▶ **PROVIDED TEXT**:
In silico gene expression profiling analysis of pullulanase and its inhibitors genes

The RNA-seq data for pullulanase and its inhibitors genes were downloaded from Expression Atlas at (https://www.ebi.ac.uk/gxa/home) and Wheat Omics (https://wheatomics.sdau.edu.cn/). The graphs of gene expression profiling were made using GraphPad Prism ().

cDNA synthesis and RT-qPCR analysis

Mature seeds harvested from Barley cv. Golden Promise was imbibed for 9, 24 and, 48-hour time-points, instantly frozen in liquid nitrogen, and stored at –80 °C. Total RNA was extracted from finely crushed samples by using the spectrum plant total RNA kit (Sigma-Aldrich, St. Louis, MO, USA) according to the manufacturer’s protocol with minor modifications. Extracted samples were quantified on a NanoDrop ND-1000 (NanoDrop Technologies, Washington, DE, USA) and treated with DNase I (Invitrogen, USA). A total of 1 µg of extracted RNA was used in cDNA synthesis with AffinityScript QPCR cDNA Synthesis kit (Agilent technology, Canada). The qRT-PCR was carried out in the Mx3000 qPCR system (Stratagene, USA). The total volume of each reaction was 20 μl with 1 μl of 5X diluted cDNA, 5 μM gene-specific primers, and 7.5 μl of WINSENT master mix with Hvb-actin and HvGAPDH as an internal control (Table S1). Expression analyses were performed with two biological, and three technical replicates, and the relative gene expression was analysed by the 2 − ΔΔCT method [25].

Electrophoretic mobility shift assays (EMSA)

The pET 32a (+) vector was used for heterologous expression of SBP-DNA binding domain sequence of HvSPL23, HvSPL3, and the six cysteine residues in the SBP domain of HVSPL3 were mutated to threonine and the mutated protein was named as MHvSPL3 (Fig. S1). The SBP-domain of mentioned proteins was codon-optimized and cloned into BamHI- and XhoI-digested pET 32a (+) vector by Genescript (Piscataway, USA), containing translational His tag at N- and C-terminal. The DNA probes were synthesized and labelled with biotin at the 5′ end (Integrated DNA technologies, Canada) (Table S2). According to the manufacturer’s instruction, all recombinant proteins were affinity-purified using a Ni-NTA fast start kit (QIAGEN). Bradford (standard procedure) method was used for recombinant protein quantification [4]. The EMSA assay was performed using the Chemiluminescent EMSA kit (Thermo Fisher, Waltham, USA) according to the manufacturer’s instructions. In brief, a total of 20 µl of each binding reaction was prepared using unlabeled (specific competitors) and 5′ labelled DNA probes of pullulanase and its inhibitor, and the recombinant HvSPL3, MHvSPL3, and HvSPL23 protein were incubated at room temperature for 20 min. The protein-DNA complex was resolved in mini-protean 5 % TBE precast gels (Bio-rad, Canada) and then transferred to a nylon membrane (GE healthcare). Biotin signal was detected with chemi-blot function in gel dock (Bio-rad, ChemiDocTM XRS + ) [20]. For performing redox EMSA, the protein was treated with three oxidizing and reducing agents, 10 mM Sodium tetrathionate (Na2S2O6), 20 mM Hydrogen peroxide (H2O2), 25 mM Oxidized glutathione (GSSG), and 5 mM Dithiothreitol (DTT), 5 mg Thioredoxin (Trx) + 1 mM Dithiothreitol (DTT), 5 mg Thioredoxin (Trx) + 7.5 mg Thioredoxin reductase (NTR) + 0.25 mM Nicotinamide Adenine dinucleotide Phosphate Hydrogen (NADPH), respectively for 30 min at room temperature then used in the preparation of binding reaction [31].

▶ **PROVIDED MATERIAL**:
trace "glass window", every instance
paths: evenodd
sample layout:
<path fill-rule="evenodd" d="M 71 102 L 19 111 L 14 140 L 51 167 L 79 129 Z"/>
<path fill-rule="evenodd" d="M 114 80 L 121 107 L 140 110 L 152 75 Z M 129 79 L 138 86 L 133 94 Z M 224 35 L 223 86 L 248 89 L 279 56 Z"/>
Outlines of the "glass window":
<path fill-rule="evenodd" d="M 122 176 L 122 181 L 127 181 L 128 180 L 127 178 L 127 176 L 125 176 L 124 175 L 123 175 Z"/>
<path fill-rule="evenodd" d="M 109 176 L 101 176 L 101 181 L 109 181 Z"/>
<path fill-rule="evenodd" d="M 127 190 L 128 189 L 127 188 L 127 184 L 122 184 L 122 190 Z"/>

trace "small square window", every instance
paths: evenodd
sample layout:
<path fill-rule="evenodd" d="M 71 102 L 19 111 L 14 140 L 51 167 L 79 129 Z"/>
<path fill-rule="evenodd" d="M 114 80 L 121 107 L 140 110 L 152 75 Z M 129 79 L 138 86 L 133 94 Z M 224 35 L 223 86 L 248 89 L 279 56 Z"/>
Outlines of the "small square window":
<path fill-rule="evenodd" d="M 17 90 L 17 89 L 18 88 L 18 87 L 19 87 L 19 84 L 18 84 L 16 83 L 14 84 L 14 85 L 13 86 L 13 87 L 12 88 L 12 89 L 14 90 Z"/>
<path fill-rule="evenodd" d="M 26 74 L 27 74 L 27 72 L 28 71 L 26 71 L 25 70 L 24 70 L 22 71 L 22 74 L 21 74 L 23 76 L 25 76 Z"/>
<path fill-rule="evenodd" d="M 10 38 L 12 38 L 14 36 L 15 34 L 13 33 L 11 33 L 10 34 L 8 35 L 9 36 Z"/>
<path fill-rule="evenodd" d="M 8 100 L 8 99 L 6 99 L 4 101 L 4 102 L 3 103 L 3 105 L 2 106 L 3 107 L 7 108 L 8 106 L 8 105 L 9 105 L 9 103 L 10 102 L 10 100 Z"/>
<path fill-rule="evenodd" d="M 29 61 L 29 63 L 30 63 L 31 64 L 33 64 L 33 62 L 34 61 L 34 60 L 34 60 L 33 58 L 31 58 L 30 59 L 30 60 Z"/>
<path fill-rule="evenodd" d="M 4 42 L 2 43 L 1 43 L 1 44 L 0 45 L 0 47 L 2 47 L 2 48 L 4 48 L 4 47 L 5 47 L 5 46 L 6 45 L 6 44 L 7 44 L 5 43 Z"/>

▶ **BRIEF**: Rewrite the gene expression methods text from "The RNA-seq data" up to and including "GraphPad Prism ().", substituting "Gene Expression Atlas" for "Expression Atlas".

▶ **WRITTEN ANSWER**:
The RNA-seq data for pullulanase and its inhibitors genes were downloaded from Gene Expression Atlas at (https://www.ebi.ac.uk/gxa/home) and Wheat Omics (https://wheatomics.sdau.edu.cn/). The graphs of gene expression profiling were made using GraphPad Prism ().